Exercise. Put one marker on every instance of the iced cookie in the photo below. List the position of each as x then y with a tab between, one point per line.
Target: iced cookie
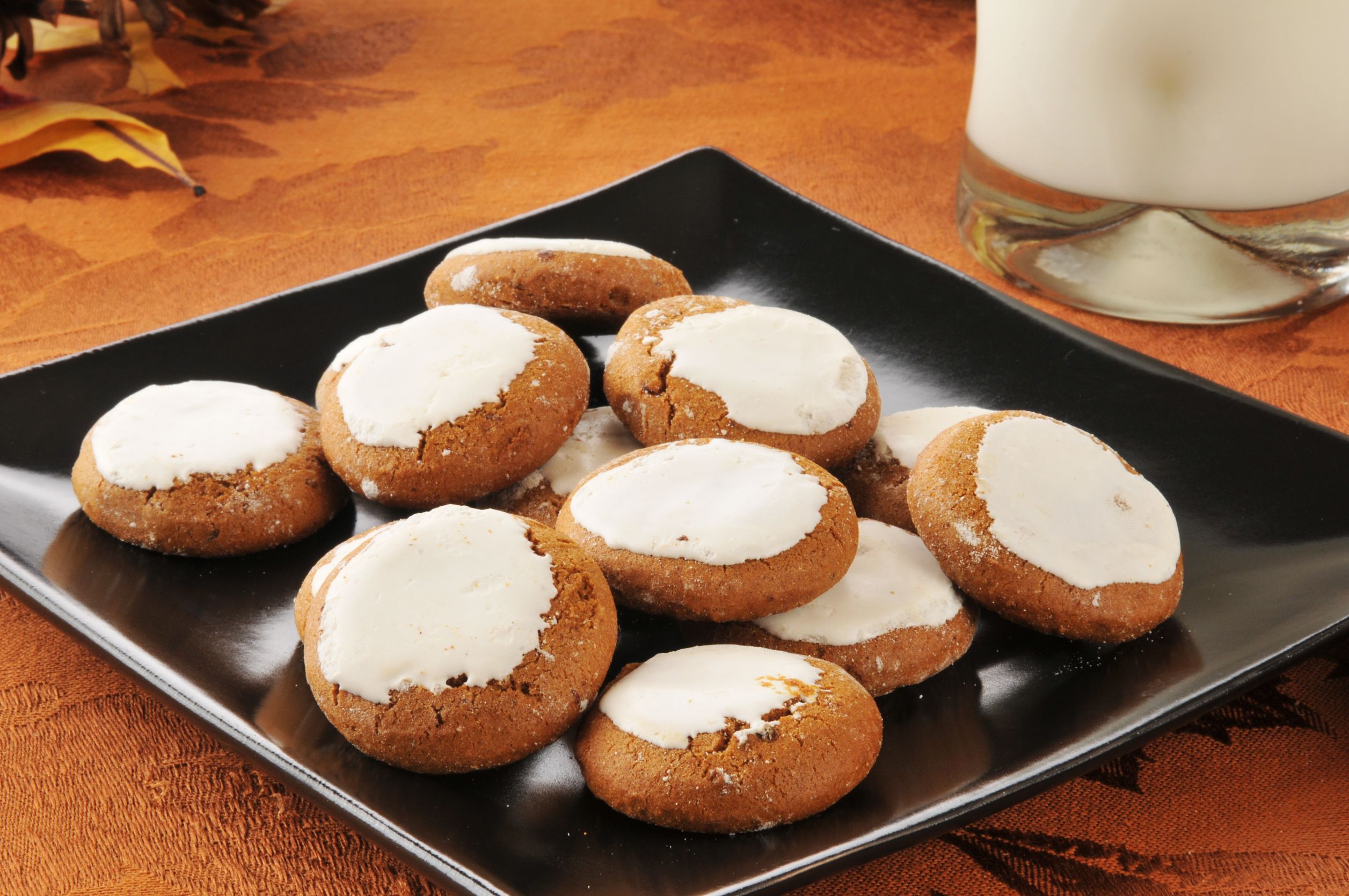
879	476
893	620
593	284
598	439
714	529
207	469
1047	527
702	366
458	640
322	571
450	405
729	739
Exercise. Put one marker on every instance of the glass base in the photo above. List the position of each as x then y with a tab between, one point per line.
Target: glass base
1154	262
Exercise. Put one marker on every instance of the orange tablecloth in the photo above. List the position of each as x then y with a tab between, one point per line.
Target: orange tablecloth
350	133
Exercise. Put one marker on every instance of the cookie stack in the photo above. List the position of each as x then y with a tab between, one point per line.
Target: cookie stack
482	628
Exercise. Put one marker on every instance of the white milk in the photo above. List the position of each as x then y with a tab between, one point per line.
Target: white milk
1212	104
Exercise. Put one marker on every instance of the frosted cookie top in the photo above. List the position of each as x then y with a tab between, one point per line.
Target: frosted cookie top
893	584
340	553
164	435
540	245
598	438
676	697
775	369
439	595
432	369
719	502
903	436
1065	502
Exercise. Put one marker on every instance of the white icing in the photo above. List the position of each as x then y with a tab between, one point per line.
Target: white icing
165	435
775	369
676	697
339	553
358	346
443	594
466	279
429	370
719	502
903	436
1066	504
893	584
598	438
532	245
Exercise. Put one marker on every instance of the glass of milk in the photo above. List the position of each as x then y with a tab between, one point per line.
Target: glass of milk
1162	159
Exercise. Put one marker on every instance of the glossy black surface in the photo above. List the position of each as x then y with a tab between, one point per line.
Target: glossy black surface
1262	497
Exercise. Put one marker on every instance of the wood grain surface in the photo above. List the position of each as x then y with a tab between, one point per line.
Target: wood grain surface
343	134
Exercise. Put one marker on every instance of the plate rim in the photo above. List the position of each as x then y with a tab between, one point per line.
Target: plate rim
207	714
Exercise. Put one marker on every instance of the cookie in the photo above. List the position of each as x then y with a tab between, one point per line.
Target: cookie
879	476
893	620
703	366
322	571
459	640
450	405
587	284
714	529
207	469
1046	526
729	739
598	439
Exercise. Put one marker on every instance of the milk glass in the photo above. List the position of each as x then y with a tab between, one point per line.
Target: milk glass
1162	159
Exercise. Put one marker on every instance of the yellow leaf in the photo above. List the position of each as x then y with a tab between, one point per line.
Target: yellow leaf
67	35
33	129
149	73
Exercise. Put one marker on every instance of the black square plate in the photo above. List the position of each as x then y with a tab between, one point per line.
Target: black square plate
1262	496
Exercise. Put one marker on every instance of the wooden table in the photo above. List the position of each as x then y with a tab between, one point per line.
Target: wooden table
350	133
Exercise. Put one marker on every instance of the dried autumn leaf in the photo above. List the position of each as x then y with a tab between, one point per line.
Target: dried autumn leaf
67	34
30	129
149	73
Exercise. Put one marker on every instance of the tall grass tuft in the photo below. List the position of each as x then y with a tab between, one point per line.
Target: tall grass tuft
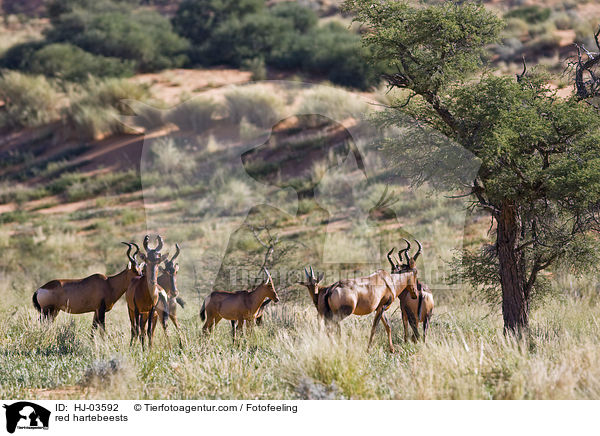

...

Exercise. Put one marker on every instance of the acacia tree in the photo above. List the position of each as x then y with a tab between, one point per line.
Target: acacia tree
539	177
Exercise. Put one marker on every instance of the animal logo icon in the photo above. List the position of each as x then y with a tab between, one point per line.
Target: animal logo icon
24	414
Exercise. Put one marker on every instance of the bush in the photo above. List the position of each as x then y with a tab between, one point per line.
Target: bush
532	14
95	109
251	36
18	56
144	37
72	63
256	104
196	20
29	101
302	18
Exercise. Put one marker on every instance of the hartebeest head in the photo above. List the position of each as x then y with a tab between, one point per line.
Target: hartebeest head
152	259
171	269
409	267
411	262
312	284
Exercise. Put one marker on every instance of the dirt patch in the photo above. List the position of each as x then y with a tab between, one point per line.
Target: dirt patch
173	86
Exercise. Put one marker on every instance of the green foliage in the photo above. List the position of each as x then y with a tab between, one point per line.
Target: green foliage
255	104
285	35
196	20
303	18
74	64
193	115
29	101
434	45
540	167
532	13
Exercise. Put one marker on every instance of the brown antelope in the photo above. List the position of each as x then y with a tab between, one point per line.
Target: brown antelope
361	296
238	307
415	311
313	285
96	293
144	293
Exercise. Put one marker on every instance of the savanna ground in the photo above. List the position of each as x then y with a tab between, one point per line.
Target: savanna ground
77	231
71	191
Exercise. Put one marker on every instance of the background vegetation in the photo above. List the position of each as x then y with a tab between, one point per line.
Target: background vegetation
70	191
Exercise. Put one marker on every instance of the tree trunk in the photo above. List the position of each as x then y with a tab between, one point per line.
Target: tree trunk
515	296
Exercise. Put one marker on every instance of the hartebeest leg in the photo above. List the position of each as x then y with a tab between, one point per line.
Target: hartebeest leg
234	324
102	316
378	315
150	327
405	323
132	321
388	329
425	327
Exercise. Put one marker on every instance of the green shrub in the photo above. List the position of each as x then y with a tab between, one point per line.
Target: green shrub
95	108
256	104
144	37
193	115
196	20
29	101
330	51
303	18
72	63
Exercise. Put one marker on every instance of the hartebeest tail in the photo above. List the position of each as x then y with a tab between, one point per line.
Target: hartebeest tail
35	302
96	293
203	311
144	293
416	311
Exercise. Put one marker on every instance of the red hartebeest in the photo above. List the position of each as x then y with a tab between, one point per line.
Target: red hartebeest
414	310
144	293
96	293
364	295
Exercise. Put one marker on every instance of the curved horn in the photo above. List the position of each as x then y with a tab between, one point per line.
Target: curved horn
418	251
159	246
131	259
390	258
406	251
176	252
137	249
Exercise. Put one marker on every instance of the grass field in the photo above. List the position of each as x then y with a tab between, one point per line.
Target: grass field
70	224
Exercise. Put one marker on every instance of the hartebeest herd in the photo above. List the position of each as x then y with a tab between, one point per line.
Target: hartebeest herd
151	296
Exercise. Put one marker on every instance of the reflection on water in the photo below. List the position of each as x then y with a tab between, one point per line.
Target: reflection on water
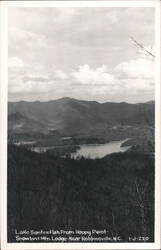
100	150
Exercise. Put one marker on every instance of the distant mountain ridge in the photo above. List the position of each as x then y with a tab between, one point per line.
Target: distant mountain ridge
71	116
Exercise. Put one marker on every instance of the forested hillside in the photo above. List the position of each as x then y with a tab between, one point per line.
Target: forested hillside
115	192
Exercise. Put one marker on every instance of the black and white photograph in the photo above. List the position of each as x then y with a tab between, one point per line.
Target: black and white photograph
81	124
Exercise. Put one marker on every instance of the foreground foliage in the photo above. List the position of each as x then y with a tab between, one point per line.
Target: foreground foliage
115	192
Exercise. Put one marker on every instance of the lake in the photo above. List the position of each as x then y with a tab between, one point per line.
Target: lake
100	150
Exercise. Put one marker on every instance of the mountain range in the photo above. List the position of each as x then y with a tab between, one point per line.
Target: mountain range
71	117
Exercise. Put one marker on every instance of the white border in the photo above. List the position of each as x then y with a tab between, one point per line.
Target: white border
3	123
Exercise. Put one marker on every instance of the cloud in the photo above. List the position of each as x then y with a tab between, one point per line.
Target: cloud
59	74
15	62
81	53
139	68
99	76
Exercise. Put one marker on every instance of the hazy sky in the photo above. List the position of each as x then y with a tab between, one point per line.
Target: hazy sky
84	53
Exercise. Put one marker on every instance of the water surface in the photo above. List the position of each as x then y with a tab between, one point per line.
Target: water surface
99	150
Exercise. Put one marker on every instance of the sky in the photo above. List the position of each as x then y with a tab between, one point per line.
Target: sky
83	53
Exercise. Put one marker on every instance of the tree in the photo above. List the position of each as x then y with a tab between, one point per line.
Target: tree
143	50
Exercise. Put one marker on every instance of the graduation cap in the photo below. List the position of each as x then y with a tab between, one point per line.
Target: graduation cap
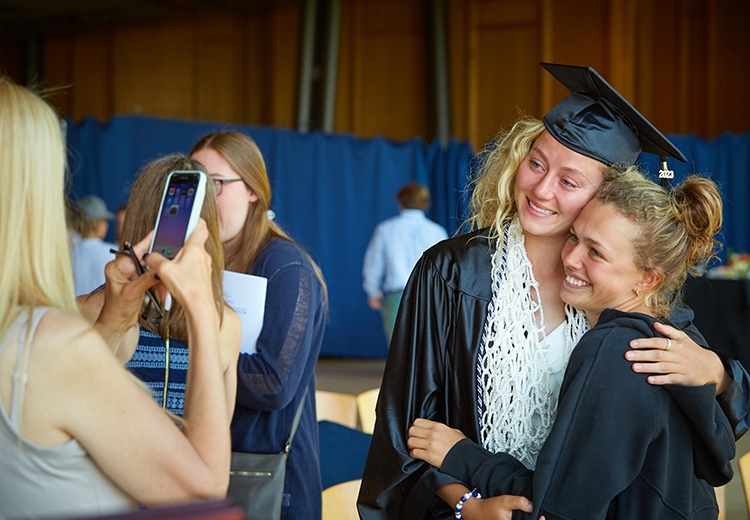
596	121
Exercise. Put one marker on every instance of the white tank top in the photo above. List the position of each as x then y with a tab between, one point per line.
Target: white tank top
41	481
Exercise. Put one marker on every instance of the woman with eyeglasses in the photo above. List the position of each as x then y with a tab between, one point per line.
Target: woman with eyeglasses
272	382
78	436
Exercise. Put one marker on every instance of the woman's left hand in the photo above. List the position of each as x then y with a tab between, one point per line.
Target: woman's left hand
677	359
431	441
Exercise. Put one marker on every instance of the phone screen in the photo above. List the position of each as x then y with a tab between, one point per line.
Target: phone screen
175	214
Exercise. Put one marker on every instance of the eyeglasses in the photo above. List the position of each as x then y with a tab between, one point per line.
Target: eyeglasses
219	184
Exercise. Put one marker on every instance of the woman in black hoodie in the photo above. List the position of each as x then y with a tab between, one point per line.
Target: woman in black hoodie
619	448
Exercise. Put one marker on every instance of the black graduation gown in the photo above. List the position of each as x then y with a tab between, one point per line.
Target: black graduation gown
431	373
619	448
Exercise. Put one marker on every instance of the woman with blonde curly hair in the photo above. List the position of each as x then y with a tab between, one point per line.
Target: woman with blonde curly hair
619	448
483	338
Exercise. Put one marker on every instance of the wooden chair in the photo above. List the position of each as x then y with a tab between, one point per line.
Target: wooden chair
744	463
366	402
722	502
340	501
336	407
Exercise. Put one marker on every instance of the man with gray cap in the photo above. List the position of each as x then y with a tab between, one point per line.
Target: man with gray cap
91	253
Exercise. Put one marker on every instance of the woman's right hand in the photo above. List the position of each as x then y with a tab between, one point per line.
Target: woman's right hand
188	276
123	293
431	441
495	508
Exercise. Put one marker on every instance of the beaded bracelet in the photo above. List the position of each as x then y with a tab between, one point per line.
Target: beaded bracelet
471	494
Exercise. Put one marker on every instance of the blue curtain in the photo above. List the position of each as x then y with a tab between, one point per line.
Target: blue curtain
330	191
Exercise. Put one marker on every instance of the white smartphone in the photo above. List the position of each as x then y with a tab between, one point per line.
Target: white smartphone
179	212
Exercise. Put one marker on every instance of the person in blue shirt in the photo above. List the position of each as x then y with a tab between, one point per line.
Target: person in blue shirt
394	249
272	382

---

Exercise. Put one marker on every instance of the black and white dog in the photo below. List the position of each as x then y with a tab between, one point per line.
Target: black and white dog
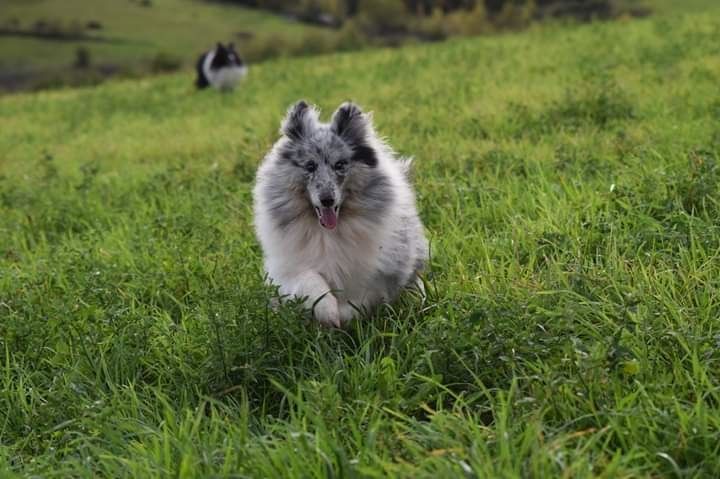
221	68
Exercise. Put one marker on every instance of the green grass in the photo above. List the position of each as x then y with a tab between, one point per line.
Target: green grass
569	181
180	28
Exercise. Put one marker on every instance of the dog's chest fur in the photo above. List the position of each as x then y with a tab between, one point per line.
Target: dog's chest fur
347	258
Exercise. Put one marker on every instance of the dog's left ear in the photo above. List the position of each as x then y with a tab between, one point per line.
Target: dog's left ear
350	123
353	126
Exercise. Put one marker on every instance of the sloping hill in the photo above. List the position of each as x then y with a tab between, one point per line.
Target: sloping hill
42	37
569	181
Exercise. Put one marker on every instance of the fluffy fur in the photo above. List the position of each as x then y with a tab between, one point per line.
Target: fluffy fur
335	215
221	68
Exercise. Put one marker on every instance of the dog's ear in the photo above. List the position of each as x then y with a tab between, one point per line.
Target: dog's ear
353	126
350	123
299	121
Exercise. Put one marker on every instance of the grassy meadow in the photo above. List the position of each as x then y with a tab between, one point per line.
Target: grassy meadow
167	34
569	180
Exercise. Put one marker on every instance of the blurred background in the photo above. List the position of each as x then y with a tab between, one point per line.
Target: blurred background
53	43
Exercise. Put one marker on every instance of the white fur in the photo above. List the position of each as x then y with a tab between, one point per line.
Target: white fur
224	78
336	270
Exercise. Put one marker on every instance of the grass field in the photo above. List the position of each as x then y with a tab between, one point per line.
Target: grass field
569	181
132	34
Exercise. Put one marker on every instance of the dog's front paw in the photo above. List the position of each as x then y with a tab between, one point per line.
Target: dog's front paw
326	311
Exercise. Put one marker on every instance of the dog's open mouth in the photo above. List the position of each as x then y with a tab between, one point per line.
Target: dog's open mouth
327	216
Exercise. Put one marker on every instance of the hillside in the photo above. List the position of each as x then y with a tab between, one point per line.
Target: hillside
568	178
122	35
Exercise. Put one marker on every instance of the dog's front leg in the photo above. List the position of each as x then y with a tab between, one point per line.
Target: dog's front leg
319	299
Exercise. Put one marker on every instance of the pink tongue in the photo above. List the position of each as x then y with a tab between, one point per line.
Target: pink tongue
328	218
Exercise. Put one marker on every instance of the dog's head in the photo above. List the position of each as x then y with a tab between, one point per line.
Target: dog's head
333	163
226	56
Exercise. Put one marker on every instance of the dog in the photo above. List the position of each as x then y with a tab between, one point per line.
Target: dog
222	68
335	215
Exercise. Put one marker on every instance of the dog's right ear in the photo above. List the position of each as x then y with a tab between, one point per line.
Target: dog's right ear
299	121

> What you will do
Show every line of the material above that contains the string "patch", copying each line in full. Matching is case-sensitive.

> The output
Exercise. Put one marker on every instance of the dirt patch in the photo above. List the position of each as x then y with a tab between, one point per line.
Target: dirt patch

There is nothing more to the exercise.